**Problem requirements**
All of the data beneath this instruction is to be transcribed word for word.

BEGIN

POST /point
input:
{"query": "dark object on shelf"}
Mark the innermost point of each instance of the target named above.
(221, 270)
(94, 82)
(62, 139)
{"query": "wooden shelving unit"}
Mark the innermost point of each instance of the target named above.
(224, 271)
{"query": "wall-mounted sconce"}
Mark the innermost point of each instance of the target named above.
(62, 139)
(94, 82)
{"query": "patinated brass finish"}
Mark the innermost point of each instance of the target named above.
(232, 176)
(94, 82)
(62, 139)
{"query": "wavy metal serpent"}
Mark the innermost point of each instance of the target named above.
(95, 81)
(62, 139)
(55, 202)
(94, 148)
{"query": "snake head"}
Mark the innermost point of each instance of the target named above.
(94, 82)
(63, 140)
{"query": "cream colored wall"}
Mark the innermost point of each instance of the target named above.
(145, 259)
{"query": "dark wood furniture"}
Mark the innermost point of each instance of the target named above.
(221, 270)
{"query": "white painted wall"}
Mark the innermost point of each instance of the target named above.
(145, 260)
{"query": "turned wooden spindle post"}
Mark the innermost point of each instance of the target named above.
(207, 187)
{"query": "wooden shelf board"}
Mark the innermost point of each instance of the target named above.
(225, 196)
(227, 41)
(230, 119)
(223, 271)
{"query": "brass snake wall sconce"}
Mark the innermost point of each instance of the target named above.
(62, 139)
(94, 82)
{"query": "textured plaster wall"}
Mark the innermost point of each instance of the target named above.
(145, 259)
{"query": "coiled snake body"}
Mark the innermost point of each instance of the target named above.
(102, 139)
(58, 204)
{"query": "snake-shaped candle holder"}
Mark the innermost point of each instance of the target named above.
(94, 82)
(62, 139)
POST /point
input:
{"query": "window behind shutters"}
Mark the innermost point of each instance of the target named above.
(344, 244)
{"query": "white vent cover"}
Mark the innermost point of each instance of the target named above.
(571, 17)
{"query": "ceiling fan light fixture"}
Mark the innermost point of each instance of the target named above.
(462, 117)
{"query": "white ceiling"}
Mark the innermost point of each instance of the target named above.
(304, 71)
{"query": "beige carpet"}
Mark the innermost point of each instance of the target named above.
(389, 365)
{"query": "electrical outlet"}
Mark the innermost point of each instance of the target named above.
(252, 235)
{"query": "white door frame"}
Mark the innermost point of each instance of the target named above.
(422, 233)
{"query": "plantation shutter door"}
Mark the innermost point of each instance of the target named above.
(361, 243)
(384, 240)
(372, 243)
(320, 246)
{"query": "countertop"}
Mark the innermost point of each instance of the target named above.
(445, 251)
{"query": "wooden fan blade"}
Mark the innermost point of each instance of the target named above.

END

**Solution to this problem**
POST /point
input:
{"query": "dark object on shelf"}
Mark the innermost point of each instance of the target named above.
(221, 270)
(94, 82)
(62, 139)
{"query": "wooden shelving unit"}
Mark the innermost point of each instance of the target named above.
(224, 271)
{"query": "wall-mounted sconce"}
Mark the innermost point of each instance of the target named above.
(62, 139)
(94, 82)
{"query": "patinated brass finish"}
Mark the innermost point of each instance of the target named above.
(232, 176)
(94, 82)
(62, 139)
{"query": "wavy metal serpent"}
Mark the innermost point of each instance of the target named above.
(95, 81)
(62, 139)
(55, 202)
(94, 148)
{"query": "snake head"}
Mark the innermost point of each instance of the target named above.
(94, 82)
(63, 140)
{"query": "cream colored wall"}
Mark the innermost point of each instance of the target named above.
(145, 259)
{"query": "dark wood furniture"}
Mark the innermost point of each instance of the target named above.
(221, 270)
{"query": "white painted wall"}
Mark the innermost point of each instance of the target named above.
(145, 260)
{"query": "turned wooden spindle post"}
Mark the innermost point of each instance of the target named above.
(207, 187)
{"query": "wooden shelf board"}
Mark the innermost point of each instance of the target named above.
(225, 196)
(227, 41)
(230, 119)
(223, 271)
{"query": "brass snake wall sconce"}
Mark the innermost point of each instance of the target named above.
(62, 139)
(94, 82)
{"query": "textured plaster wall"}
Mark the innermost point of each instance of the target named above.
(145, 259)
{"query": "coiled snake body"}
Mark the innermost point of each instance of the target named above.
(102, 139)
(58, 204)
{"query": "snake-shaped candle holder"}
Mark the innermost point of each instance of the target named above.
(94, 82)
(62, 139)
POST /point
input:
{"query": "window behind shutters"}
Mark the innermost point of each instance of the target named above.
(344, 244)
{"query": "white vent cover"}
Mark the innermost point of each instance of the target named above.
(571, 17)
{"query": "ceiling fan light fixture"}
Mark the innermost point of each instance of the target named above.
(462, 117)
{"query": "white ceiling"}
Mark the innermost point of each instance of the target named above.
(304, 71)
{"query": "beige carpet"}
Mark the innermost point of each instance of the target named above.
(389, 365)
{"query": "electrical outlet"}
Mark the innermost point of each instance of the target named above.
(252, 235)
{"query": "white door frame"}
Mark the innermost point of each instance of the target named above.
(422, 233)
{"query": "plantation shutter door"}
Mark the innermost point of each instance of the target named above.
(361, 243)
(384, 240)
(372, 243)
(320, 246)
{"query": "countertop"}
Mark the innermost point of each instance of the target named above.
(445, 251)
{"query": "wooden fan blade"}
Mark the innermost point of each instance of the target named above.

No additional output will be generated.